Exercise description:
Count the lines in the rows below that contain the string "pane", matching case exactly, and give only the number.
# start of Extracted data
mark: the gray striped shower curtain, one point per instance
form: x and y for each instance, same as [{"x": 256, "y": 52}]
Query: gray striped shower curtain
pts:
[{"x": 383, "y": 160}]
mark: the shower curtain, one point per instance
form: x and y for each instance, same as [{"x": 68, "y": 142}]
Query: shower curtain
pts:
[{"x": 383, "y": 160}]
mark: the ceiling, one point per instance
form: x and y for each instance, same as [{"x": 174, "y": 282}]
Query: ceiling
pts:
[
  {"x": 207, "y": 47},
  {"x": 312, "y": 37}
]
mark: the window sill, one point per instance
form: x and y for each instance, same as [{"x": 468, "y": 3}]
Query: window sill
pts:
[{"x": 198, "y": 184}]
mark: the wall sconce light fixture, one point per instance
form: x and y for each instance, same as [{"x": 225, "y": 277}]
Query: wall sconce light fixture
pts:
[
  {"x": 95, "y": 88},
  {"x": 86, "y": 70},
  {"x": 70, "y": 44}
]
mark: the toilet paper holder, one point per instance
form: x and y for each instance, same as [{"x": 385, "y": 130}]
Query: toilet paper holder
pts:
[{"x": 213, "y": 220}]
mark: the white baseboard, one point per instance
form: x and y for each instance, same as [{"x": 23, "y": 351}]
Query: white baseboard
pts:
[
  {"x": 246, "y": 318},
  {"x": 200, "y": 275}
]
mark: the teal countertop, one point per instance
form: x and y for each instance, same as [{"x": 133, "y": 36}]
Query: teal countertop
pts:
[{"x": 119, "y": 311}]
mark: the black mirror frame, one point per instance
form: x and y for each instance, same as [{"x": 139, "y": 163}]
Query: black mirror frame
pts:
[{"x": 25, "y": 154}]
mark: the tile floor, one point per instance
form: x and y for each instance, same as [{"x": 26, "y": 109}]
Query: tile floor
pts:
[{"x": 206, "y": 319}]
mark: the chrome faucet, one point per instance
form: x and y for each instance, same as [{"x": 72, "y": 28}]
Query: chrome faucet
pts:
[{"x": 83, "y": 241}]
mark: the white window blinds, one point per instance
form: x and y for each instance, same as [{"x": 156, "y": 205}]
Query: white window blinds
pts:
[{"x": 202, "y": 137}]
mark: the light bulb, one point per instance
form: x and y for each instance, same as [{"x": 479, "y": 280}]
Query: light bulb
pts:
# end of Extracted data
# start of Extracted data
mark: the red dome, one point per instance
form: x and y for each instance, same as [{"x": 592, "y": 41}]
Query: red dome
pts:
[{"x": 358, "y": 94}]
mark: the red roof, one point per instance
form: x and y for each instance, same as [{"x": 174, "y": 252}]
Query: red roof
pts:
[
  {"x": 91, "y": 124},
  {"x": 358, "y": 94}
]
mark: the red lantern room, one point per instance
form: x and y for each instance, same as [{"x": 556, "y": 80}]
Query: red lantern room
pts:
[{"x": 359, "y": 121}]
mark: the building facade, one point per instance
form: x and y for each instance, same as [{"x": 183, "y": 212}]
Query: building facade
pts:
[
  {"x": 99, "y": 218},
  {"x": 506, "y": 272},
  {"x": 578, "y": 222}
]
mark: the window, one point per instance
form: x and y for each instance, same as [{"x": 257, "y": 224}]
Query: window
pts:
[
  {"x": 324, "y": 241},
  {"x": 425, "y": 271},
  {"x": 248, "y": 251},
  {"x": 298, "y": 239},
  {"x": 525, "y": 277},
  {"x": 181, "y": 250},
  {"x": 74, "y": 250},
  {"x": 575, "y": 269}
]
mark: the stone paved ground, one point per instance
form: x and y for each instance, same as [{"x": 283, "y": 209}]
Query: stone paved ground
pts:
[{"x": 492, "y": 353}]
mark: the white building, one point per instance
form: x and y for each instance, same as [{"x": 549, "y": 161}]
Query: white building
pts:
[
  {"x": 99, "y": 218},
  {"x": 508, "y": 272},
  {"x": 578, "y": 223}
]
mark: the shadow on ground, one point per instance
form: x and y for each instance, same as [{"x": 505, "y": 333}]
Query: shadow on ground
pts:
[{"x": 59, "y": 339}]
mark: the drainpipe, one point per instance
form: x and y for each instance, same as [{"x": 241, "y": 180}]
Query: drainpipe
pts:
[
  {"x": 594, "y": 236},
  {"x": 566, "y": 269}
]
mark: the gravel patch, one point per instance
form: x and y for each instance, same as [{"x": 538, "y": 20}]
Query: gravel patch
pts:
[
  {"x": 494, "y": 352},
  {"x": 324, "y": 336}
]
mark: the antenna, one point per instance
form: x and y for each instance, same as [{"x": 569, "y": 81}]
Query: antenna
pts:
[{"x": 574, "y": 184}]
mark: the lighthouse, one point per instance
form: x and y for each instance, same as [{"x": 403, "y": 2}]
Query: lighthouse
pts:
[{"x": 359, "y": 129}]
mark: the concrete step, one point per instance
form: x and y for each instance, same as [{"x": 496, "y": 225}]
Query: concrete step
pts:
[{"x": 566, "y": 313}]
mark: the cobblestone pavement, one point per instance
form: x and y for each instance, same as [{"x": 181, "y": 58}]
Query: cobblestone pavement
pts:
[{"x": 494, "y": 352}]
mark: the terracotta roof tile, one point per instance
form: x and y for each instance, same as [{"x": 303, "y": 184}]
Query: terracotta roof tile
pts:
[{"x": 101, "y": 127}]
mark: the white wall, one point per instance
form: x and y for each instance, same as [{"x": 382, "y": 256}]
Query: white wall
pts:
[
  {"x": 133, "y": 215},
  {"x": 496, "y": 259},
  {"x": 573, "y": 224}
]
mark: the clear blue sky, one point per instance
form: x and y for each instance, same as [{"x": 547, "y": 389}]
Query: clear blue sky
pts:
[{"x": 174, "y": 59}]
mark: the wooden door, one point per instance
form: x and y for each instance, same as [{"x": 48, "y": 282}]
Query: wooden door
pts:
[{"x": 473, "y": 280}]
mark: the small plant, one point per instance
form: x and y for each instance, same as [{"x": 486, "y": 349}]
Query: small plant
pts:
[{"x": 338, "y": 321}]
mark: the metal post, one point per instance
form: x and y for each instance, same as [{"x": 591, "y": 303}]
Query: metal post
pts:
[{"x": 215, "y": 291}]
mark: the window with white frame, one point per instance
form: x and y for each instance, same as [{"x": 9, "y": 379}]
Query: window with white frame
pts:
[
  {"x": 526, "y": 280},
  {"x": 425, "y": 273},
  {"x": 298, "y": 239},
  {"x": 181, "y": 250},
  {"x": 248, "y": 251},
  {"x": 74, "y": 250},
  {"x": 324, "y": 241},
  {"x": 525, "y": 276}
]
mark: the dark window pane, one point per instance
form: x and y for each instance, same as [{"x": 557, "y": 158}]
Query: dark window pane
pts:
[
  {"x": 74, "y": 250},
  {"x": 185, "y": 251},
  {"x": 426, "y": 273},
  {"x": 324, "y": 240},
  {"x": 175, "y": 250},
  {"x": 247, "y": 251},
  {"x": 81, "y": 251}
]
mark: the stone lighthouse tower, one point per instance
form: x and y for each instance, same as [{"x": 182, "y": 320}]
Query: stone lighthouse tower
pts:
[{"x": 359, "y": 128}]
# end of Extracted data
Reply:
2